:: Task details ::
Reproduce the items below with "a single marker for each instance" substituted for every occurrence of "one marker per instance", leaving all other text unchanged.

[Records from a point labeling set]
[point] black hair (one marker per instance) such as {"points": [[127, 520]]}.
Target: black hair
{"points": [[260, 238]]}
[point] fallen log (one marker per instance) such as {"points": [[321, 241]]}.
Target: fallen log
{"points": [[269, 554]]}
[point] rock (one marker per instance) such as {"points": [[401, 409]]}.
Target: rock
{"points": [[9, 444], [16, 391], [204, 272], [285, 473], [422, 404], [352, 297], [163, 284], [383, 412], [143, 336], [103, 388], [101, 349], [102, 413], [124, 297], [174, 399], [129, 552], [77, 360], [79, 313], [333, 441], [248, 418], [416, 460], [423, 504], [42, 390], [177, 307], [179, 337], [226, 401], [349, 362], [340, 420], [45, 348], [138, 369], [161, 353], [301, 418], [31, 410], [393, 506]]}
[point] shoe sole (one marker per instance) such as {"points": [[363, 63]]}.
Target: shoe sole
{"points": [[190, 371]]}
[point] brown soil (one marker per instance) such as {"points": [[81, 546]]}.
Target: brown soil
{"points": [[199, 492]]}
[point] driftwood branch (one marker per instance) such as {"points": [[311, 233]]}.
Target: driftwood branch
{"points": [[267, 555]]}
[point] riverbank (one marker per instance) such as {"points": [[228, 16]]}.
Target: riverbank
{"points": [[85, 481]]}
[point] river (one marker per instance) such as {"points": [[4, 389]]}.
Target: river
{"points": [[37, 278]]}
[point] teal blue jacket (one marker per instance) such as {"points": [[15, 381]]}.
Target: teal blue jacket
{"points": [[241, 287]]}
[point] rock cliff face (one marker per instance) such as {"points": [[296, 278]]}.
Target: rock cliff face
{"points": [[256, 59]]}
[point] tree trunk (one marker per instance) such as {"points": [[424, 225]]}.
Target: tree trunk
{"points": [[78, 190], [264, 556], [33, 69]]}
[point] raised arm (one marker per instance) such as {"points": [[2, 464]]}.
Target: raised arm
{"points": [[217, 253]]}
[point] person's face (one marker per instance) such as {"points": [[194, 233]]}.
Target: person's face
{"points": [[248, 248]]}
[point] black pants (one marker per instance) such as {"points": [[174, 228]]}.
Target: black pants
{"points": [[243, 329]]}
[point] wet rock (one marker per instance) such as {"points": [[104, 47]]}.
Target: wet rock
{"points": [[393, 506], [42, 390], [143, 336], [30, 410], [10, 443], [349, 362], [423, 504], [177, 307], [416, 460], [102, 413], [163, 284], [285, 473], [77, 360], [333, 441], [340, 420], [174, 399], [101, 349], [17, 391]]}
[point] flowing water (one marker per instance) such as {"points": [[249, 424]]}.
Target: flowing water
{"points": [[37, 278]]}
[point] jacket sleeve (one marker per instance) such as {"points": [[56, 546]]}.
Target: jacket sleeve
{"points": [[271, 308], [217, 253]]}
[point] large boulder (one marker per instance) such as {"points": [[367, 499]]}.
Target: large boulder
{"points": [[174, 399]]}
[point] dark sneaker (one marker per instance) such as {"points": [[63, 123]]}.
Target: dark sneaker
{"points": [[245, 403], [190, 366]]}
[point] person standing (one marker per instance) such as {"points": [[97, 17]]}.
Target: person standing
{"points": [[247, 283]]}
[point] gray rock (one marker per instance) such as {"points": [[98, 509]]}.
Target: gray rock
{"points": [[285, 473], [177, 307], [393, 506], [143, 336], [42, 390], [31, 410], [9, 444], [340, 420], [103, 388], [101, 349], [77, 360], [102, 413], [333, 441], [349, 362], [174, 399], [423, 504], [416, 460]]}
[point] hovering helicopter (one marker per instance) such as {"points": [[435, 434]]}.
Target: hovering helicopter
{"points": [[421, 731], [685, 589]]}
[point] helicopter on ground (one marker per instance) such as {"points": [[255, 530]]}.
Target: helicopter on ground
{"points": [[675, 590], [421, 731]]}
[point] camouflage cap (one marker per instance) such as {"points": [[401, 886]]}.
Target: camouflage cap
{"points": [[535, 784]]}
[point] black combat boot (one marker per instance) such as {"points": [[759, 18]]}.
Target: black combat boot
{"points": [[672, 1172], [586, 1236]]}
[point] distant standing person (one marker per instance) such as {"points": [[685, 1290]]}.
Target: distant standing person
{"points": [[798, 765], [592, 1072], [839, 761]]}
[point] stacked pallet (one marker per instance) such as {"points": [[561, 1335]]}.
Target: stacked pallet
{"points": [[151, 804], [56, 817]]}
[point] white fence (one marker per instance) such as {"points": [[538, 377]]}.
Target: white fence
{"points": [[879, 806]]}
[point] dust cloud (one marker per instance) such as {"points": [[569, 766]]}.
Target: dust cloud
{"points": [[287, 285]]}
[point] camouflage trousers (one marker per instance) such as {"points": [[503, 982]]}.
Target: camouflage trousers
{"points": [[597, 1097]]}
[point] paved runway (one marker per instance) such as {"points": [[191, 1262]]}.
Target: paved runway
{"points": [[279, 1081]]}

:: Full output ::
[point] black hair (a single marker for each instance) such as {"points": [[127, 520]]}.
Target: black hair
{"points": [[260, 238]]}
[point] fallen log (a single marker for each instance) such as {"points": [[321, 241]]}.
Target: fallen log
{"points": [[269, 554]]}
[point] rock (a single marker for each instance) such as {"points": [[401, 409]]}.
Target: rock
{"points": [[9, 444], [16, 391], [204, 272], [285, 473], [422, 404], [352, 297], [163, 284], [383, 412], [143, 336], [103, 388], [101, 349], [102, 413], [124, 297], [174, 399], [129, 552], [77, 360], [79, 313], [333, 441], [248, 418], [416, 460], [423, 504], [42, 390], [177, 307], [179, 337], [226, 401], [349, 362], [340, 420], [45, 348], [138, 369], [161, 353], [301, 418], [31, 410], [393, 506]]}
[point] shoe sole (a single marker for each instance) such as {"points": [[363, 63]]}.
Target: shoe sole
{"points": [[190, 371]]}
[point] brown soil (a single marker for each instance) such as {"points": [[81, 546]]}.
Target: brown soil
{"points": [[199, 492]]}
[point] driftwood branch (a single marker for each instance) such as {"points": [[311, 233]]}.
Target: driftwood branch
{"points": [[267, 555]]}
[point] riverbank (a single marker for each instance) such as {"points": [[228, 16]]}.
Target: riverbank
{"points": [[85, 481]]}
[point] river (a single marker for each instance) such as {"points": [[4, 389]]}.
Target: river
{"points": [[37, 278]]}
[point] teal blue jacket (a single marker for each instance) such as {"points": [[15, 381]]}.
Target: teal blue jacket
{"points": [[241, 287]]}
[point] rock cliff face (a single marker for each instance) such as {"points": [[296, 278]]}.
Target: rock cliff face
{"points": [[256, 59]]}
[point] tree trunk (a single marker for each instance) such as {"points": [[424, 225]]}.
Target: tree trunk
{"points": [[78, 190], [264, 556], [33, 69]]}
[point] raised arm (a single marker for each instance) such as {"points": [[2, 464]]}.
Target: raised arm
{"points": [[217, 253]]}
[point] person's face (a single marker for each instance) such as {"points": [[194, 233]]}.
Target: person's face
{"points": [[248, 248]]}
[point] black pants (a single marker for each instance) such as {"points": [[174, 228]]}.
Target: black pants
{"points": [[243, 329]]}
[point] wet rock (a single marker for each instance) such as {"points": [[104, 47]]}.
Target: wet rock
{"points": [[393, 506], [42, 390], [143, 336], [30, 410], [10, 443], [349, 362], [423, 504], [177, 307], [416, 460], [102, 413], [163, 284], [285, 473], [77, 360], [333, 441], [340, 420], [174, 399], [101, 349], [17, 391]]}
[point] flowing water (a single marker for each instance) such as {"points": [[249, 424]]}.
Target: flowing water
{"points": [[37, 278]]}
[point] jacket sleeve (a single marker for each instance) such as {"points": [[56, 546]]}.
Target: jacket sleeve
{"points": [[271, 308], [217, 253]]}
[point] large boulder (a single marker for each instance) such as {"points": [[367, 499]]}.
Target: large boulder
{"points": [[174, 399]]}
[point] dark sneaker (a single marker for each instance) such as {"points": [[63, 123]]}.
Target: dark sneaker
{"points": [[245, 403], [190, 366]]}
[point] person standing (a single marker for each instance) such as {"points": [[97, 17]]}.
Target: person standing
{"points": [[247, 283]]}
[point] gray rock (a single marker for each instance) such as {"points": [[98, 509]]}.
Target: gray rock
{"points": [[285, 473], [177, 307], [393, 506], [143, 336], [42, 390], [31, 410], [9, 444], [340, 420], [103, 388], [101, 349], [77, 360], [102, 413], [333, 441], [349, 362], [174, 399], [423, 504], [416, 460]]}
[point] hovering helicopter (a single marker for each instance) such as {"points": [[435, 434]]}.
Target: hovering helicopter
{"points": [[421, 731], [685, 589]]}
[point] helicopter on ground (a single marker for each instance) such as {"points": [[255, 530]]}.
Target: helicopter on ground
{"points": [[675, 590], [421, 731]]}
[point] camouflage cap (a single marker for each instance) such as {"points": [[401, 886]]}.
Target: camouflage cap
{"points": [[535, 784]]}
[point] black combat boot (a single marker for each instance) such as {"points": [[759, 18]]}.
Target: black combat boot
{"points": [[672, 1172], [586, 1236]]}
[point] distant standing person (a single marker for each instance) such as {"points": [[685, 1290]]}.
Target: distant standing person
{"points": [[798, 765], [592, 1072], [839, 761]]}
[point] stacked pallet (a single marker for each instance) such as {"points": [[561, 1335]]}.
Target: stacked pallet
{"points": [[151, 804], [56, 817]]}
[point] white fence (a single marker for each instance) such as {"points": [[538, 377]]}.
Target: white fence
{"points": [[879, 806]]}
[point] dust cloud (a single marker for each instance) such as {"points": [[569, 766]]}.
Target: dust cloud
{"points": [[287, 285]]}
[point] camouflage trousers (a single marker for each instance) such as {"points": [[503, 982]]}.
Target: camouflage trousers
{"points": [[597, 1097]]}
[point] paved runway (a single marker for each instance) such as {"points": [[191, 1262]]}.
Target: paved runway
{"points": [[279, 1081]]}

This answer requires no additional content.